TASK DIRECTIONS: Keep only the lines in the material below that contain the string "person", and copy each one out in full.

GIVEN INFORMATION:

+ + + +

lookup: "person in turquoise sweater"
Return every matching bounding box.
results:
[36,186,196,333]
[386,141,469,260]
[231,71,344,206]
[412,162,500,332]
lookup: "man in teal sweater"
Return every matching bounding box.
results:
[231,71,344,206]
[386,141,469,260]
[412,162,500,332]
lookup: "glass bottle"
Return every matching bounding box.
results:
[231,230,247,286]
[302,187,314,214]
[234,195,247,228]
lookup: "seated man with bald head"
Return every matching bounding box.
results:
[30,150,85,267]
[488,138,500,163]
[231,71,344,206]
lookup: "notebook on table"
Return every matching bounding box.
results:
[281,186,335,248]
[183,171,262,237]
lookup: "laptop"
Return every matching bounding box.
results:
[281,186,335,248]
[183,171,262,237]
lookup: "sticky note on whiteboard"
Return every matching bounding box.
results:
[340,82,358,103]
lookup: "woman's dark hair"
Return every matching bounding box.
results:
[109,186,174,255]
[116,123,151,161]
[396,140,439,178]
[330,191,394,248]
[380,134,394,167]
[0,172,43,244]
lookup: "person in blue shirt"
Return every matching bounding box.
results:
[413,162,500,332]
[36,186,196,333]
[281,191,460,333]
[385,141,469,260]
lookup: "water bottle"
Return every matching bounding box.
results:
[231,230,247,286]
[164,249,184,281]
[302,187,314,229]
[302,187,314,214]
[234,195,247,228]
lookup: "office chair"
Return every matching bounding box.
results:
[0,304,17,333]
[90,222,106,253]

+ + + +

OUTPUT:
lookup: "person in turquoise sweater"
lookup: "person in blue shirt"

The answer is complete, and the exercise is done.